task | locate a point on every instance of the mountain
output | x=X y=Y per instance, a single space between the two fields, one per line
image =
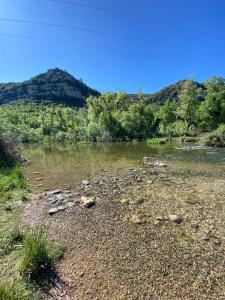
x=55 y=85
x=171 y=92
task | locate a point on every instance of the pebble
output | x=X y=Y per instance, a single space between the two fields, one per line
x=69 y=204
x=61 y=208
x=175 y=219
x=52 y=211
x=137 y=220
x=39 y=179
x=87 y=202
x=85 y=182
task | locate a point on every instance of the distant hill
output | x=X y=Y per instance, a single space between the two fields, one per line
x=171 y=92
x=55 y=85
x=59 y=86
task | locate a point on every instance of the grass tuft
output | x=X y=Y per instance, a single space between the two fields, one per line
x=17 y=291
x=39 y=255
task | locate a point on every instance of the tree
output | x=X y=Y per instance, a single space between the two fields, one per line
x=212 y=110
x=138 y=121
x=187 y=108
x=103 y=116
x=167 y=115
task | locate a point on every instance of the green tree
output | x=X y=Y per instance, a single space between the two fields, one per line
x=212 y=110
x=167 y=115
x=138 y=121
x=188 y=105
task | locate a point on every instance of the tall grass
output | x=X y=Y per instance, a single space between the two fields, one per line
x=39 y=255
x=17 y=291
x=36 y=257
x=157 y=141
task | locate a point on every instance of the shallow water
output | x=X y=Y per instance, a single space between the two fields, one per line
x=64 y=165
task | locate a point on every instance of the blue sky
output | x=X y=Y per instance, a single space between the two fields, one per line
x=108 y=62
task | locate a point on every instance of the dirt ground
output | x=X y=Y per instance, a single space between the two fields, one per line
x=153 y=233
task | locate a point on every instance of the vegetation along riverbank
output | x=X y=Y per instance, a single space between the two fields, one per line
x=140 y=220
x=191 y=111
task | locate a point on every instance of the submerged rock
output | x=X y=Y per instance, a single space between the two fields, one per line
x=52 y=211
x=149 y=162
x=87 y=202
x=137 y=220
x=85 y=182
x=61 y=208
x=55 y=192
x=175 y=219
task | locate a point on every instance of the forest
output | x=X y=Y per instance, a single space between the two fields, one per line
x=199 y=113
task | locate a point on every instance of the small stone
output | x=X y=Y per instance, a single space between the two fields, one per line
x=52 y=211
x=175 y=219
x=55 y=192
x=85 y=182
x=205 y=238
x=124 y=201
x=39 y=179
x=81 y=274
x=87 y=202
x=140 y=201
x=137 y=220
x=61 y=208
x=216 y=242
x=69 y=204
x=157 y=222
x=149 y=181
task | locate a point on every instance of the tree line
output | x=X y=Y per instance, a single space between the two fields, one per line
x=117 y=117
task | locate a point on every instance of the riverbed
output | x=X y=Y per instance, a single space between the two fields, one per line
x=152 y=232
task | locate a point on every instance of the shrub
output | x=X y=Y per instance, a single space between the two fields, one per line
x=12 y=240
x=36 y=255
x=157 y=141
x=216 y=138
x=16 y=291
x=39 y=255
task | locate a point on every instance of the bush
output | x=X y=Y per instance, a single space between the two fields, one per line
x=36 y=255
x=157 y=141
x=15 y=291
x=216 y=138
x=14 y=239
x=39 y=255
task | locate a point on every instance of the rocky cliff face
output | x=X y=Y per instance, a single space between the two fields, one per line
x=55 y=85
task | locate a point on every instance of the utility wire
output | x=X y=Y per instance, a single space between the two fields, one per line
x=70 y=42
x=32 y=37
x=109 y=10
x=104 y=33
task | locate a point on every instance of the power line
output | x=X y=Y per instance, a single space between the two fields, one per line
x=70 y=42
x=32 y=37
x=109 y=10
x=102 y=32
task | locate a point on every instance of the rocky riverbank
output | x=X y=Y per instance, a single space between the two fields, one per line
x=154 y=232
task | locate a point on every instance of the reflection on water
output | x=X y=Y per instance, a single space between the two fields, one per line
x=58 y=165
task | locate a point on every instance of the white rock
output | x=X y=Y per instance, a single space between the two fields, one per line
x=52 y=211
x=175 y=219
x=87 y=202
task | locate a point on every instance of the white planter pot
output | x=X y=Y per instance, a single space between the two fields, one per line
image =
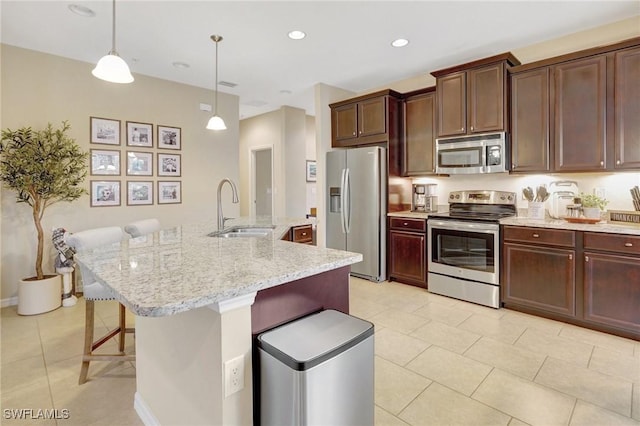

= = = = = = =

[STATED PROBLEM] Excluding the pictures, restate the records above word for word.

[THE COMPLETED TASK]
task | locate a point on every instance of the mountain
output | x=X y=Y per instance, a single space between the two fields, one per line
image =
x=55 y=85
x=171 y=92
task | locate a point on every instance of the pebble
output | x=X y=Y per instance, a single space between the two fields, one per line
x=69 y=204
x=61 y=208
x=175 y=219
x=52 y=211
x=137 y=220
x=39 y=179
x=87 y=202
x=85 y=182
task | locate a point on every instance of the distant hill
output | x=X y=Y per instance, a single space between the two fields, one per line
x=171 y=92
x=55 y=85
x=59 y=86
task | locate a point on every instance of the grass tuft
output | x=X y=Y per instance, a single space between the two fields, one per line
x=17 y=291
x=39 y=255
task | locate a point on every instance of the tree
output | x=X y=Y per instance, a single space between the two fields, one per line
x=212 y=110
x=138 y=121
x=187 y=108
x=103 y=116
x=167 y=115
task | locate a point on every instance of the green tree
output | x=X y=Y per instance, a single space between the two fields, one per line
x=212 y=110
x=167 y=115
x=138 y=121
x=188 y=105
task | locate a point on every instance of the tall grass
output | x=X y=Y per instance, a single space between the two fields, one per line
x=39 y=255
x=17 y=291
x=36 y=257
x=157 y=141
task | locate a point on every instance of the shallow water
output | x=X y=Y per instance, a single space between the two fields, one per line
x=64 y=165
task | locate a point on every instance of the blue sky
output | x=X y=Y per instance, a single space between the two fields, one per line
x=108 y=62
task | locate a point on every instance of the dirt ground
output | x=X y=Y per instance, a single space between the two fields, one per line
x=153 y=233
task | locate a point on every instance of the vegetation along riverbank
output | x=X y=Y per instance, a single space between the two fields, one per line
x=140 y=220
x=191 y=111
task | locate a point on every instance of the submerged rock
output | x=X y=Y per instance, a single space between the two fields, one per line
x=52 y=211
x=149 y=162
x=87 y=202
x=137 y=220
x=85 y=182
x=61 y=208
x=55 y=192
x=175 y=219
task | locate a point on every instance of the forest
output | x=X y=Y per instance, a single space between the two fields, one per line
x=199 y=113
task | locate a point on every instance of the small stone
output | x=X y=Y per instance, a single space between the two fields, one per line
x=52 y=211
x=175 y=219
x=55 y=192
x=85 y=182
x=205 y=238
x=124 y=201
x=39 y=179
x=81 y=274
x=87 y=202
x=140 y=201
x=137 y=220
x=61 y=208
x=216 y=242
x=69 y=204
x=157 y=222
x=149 y=181
task | locate a point on every instance of the tree line
output | x=X y=Y per instance, a single space between the two fields, one per line
x=117 y=117
task | locate a point on every instance of the riverbed
output | x=X y=Y per instance, a single space between the two fields, one per line
x=152 y=232
task | locate a point on every instance of the shrub
output | x=X y=Y per instance, a single space between the two fields, one per line
x=12 y=240
x=36 y=255
x=157 y=141
x=216 y=138
x=16 y=291
x=39 y=255
task | locate a point on every instance of the bush
output | x=X y=Y per instance, a single space between the two fields, one per line
x=36 y=255
x=157 y=141
x=15 y=291
x=216 y=138
x=14 y=239
x=39 y=255
task | locate a point on every instance of the rocky cliff face
output | x=X y=Y per instance, a single space between the two fields, one per line
x=55 y=85
task | locate a point on every instance of the utility wire
output | x=X y=Y per instance, a single space between the two fields, one per line
x=70 y=42
x=32 y=37
x=109 y=10
x=104 y=33
task | locate a point on every instance of the power line
output | x=X y=Y per instance, a single space between the two fields, one per line
x=70 y=42
x=32 y=37
x=109 y=10
x=102 y=32
task | locate a point on every instance of the rocky riverbank
output | x=X y=Y per instance, a single space between the two fields, one per line
x=154 y=232
task | locate a point on every instance of the reflection on water
output | x=X y=Y per instance, a single space between the two fields, one per line
x=58 y=165
task | locate a point on every instance of the white rock
output | x=X y=Y per instance, a single space between the two fields, one per line
x=52 y=211
x=175 y=219
x=87 y=202
task | locate a point on every instance of the white planter pot
output | x=X y=Y per instance, a single space between the two fields, one per line
image =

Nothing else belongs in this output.